## Task brief
Rewrite the data below as a numbered list with one entry per line, leaving out any blank lines.

Object location annotation data
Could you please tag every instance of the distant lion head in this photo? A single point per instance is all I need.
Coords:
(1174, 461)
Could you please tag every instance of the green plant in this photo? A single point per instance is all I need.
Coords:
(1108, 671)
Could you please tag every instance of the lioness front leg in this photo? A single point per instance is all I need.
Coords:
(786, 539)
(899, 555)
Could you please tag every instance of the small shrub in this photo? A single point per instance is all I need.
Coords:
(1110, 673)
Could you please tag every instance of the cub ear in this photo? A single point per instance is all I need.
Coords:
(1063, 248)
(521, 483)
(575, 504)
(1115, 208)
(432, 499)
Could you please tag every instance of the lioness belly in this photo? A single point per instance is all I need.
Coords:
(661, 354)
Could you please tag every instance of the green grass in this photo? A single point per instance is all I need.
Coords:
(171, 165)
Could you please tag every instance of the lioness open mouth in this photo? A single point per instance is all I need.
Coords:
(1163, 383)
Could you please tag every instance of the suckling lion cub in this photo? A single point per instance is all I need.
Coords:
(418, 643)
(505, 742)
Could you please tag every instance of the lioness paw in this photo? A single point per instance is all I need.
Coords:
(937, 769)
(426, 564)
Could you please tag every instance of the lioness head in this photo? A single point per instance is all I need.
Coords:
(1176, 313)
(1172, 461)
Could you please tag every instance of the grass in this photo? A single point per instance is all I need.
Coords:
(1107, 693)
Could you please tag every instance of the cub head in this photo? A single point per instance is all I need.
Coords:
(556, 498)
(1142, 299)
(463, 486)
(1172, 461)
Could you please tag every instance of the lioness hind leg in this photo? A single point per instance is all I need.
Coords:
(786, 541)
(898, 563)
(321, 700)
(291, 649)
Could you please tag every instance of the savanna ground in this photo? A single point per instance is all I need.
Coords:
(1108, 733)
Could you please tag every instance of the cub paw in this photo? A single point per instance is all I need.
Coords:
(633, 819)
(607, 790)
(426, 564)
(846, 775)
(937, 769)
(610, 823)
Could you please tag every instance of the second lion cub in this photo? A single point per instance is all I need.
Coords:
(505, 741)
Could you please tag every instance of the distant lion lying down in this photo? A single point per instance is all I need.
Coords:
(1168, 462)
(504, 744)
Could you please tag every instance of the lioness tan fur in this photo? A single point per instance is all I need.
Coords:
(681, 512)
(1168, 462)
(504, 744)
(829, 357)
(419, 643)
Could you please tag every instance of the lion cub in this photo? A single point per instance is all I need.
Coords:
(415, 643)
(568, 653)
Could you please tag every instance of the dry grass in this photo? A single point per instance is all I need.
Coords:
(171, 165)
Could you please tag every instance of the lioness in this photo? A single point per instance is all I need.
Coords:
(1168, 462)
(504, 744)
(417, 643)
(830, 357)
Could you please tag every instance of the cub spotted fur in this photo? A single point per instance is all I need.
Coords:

## Response to the task
1. Could you please tag every instance of the distant lion head in this photo? A single point per instance is all I need.
2. Coords:
3. (1174, 461)
4. Could you please tag every instance of the green plant in this photo? A single point per instance is all I need.
5. Coords:
6. (1108, 671)
7. Could you please tag every instance of the lioness front leg in this photo? A single point per instance is all I need.
8. Coords:
9. (786, 539)
10. (899, 555)
11. Could you please tag every instance of the small shrub in this photo? A single point per instance is all I need.
12. Coords:
13. (1110, 673)
14. Could you please tag every instance of the cub ear in this photo? A single point per instance is all I need.
15. Coords:
16. (1063, 248)
17. (521, 483)
18. (575, 504)
19. (1115, 208)
20. (432, 499)
21. Could you please tag every instance of the lioness belly in this photo? A single point per instance is all I need.
22. Coords:
23. (661, 354)
24. Could you please tag every instance of the green grass in this photo? A single point per instance is all I need.
25. Coords:
26. (171, 165)
27. Could you please tag every instance of the lioness open mouth in this photo? A single point per instance is all I need.
28. Coords:
29. (1163, 383)
30. Could you please tag every instance of the suckling lion cub in this photo? A single point per instance is all I need.
31. Coords:
32. (418, 643)
33. (505, 742)
34. Could you please tag every instance of the lioness paw in this photo? A single point per instance is all I need.
35. Coords:
36. (937, 769)
37. (426, 564)
38. Could you please tag every instance of the lioness head in this photo? A single point per instance is all I need.
39. Coords:
40. (1176, 313)
41. (1172, 461)
42. Could you please tag every instance of the grass in this photo? A single point per instance is all I need.
43. Coords:
44. (1107, 693)
45. Could you please tag every instance of the cub head in this photo? A single point per instance is all I need.
46. Coords:
47. (556, 498)
48. (1142, 299)
49. (463, 486)
50. (1172, 461)
51. Could you please tag every instance of the lioness hind leg in this photo? A single point per instance is all I need.
52. Coords:
53. (786, 541)
54. (898, 563)
55. (321, 700)
56. (291, 649)
57. Could you please tag every instance of the savanna ground in this photo? A single point per instance is all I need.
58. Coords:
59. (1108, 733)
60. Could you please tag every instance of the cub paw in this photo? A single point per instance is all I need.
61. Coords:
62. (633, 819)
63. (607, 790)
64. (426, 564)
65. (846, 775)
66. (937, 769)
67. (610, 823)
68. Could you please tag every instance of the second lion cub in this photo? A single point per instance is all I need.
69. Coords:
70. (505, 741)
71. Could you please tag every instance of the distant lion lying down in this photo? A single point per instance is all I need.
72. Coords:
73. (1168, 462)
74. (504, 744)
75. Could you please tag every instance of the lioness tan fur in this photo? A single point per instance is all I need.
76. Coords:
77. (681, 512)
78. (1168, 462)
79. (504, 744)
80. (829, 357)
81. (419, 643)
82. Could you please tag every instance of the lion cub in this photo? A single point per instance is all I need.
83. Coords:
84. (415, 643)
85. (568, 653)
86. Could you please tag every instance of the dry grass in this photo? A single point per instance is all I need.
87. Coords:
88. (171, 165)
89. Could you please tag every instance of the lioness in this photo? A single point per instance is all I need.
90. Coords:
91. (1168, 462)
92. (504, 744)
93. (417, 643)
94. (830, 357)
95. Could you please tag every instance of the cub spotted fur in this photo? A single point per instance is all I need.
96. Coords:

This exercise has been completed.